Pictures stay out of the copy; set down each line of the listing below exactly.

******************************

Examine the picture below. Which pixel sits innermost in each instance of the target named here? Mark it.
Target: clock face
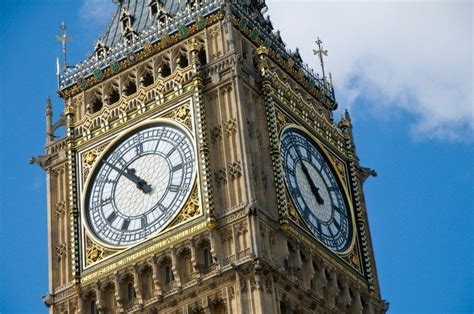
(140, 184)
(315, 191)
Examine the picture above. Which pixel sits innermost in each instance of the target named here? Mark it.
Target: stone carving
(235, 170)
(216, 134)
(230, 127)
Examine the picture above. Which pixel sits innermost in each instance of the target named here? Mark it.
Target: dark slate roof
(141, 17)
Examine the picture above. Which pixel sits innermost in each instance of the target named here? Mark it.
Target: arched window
(169, 276)
(207, 257)
(92, 307)
(165, 70)
(202, 56)
(131, 292)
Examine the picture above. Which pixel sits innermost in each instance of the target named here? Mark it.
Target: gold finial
(63, 38)
(321, 52)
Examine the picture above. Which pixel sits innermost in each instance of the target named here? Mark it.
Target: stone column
(193, 259)
(137, 284)
(100, 299)
(156, 276)
(174, 267)
(118, 293)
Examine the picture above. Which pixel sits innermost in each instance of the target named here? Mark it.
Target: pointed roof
(138, 23)
(140, 17)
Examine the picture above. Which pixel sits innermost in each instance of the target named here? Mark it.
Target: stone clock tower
(201, 171)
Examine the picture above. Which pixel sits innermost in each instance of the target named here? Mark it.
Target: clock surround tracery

******************************

__Task answer__.
Examine the picture below. Which pixel sits innermost in each instance of the target named here? Mark it.
Target: clock face
(140, 184)
(315, 191)
Examine the picture above. Which pixel sits innermost in each instance of the target named here? Mark it.
Target: stone carving
(235, 170)
(216, 134)
(230, 127)
Examine the picture above. Which pixel sits innermost in each instance of the target named here? Mark it.
Target: dark slate roof
(141, 17)
Examine the picture above. Which pixel sits innermost in each instance of the target named here? Mark it.
Target: arched window
(169, 276)
(207, 257)
(92, 307)
(165, 70)
(202, 56)
(131, 292)
Examine the picture above. Which pixel sits innermost in each instance of the target named here? Mark it.
Target: gold finial
(63, 38)
(321, 52)
Examine the picture above. Which pixel sits innermost in each instance of the target named here? Mark it.
Target: stone column
(193, 259)
(137, 284)
(100, 299)
(156, 276)
(174, 267)
(118, 293)
Examine the picture above. Which pixel sits innermost in each instance of the target named here? Mark it.
Target: pointed roof
(138, 23)
(140, 17)
Examine the picture above. Which pixel sits innermost in each instance of the target named here? Mark it.
Target: stone clock tower
(201, 171)
Examine the picture above. Which pixel sits innermost in each instance of the target named here? Mark it.
Target: clock surround tracery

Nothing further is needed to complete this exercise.